• [Brief]: Within the records below, find each line with the word "above" and copy it out.

• [Recorded information]:

----------

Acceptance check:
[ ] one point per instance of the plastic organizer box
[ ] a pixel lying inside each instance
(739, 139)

----------

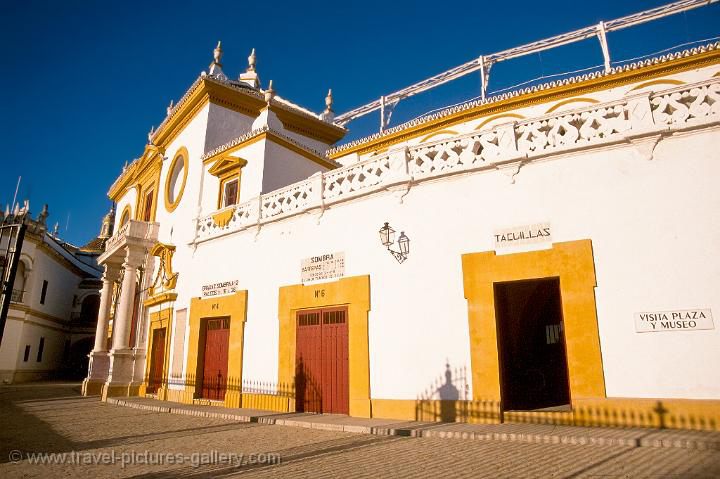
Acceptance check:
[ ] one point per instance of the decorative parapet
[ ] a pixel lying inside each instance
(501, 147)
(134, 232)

----------

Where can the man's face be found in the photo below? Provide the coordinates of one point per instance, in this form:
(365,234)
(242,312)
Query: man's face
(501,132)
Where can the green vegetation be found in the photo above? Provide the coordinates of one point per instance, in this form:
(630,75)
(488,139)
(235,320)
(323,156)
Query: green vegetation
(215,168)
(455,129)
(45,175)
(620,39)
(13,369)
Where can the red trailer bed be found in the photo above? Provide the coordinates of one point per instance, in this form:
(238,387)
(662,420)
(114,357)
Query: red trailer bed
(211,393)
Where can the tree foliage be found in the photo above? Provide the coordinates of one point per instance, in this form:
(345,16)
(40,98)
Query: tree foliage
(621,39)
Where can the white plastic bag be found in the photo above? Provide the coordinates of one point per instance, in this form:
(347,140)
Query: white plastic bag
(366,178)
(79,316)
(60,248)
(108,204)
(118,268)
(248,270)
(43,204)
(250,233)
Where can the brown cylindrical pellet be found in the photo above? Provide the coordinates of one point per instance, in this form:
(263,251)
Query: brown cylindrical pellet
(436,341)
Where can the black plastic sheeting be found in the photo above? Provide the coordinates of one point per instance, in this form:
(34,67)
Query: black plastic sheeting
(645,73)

----------

• [Result below]:
Where can the green vegetation be found in the photo above? Provide the coordinates of one point per instance, in this form:
Where can the red trailer bed be found in the photo above? Provide the coordinates of one point per instance, in this form:
Where can the tree foliage be found in the photo above? Provide the coordinates of one point per instance, in this form:
Where can the white plastic bag be found in the photo above? Provide the coordinates of one point per instance, in this form:
Where can the brown cylindrical pellet be found in the photo above? Provide the coordinates of one point per instance, in this form:
Where can the black plastic sheeting be found in the photo above? Provide the coordinates of one point per instance, in this form:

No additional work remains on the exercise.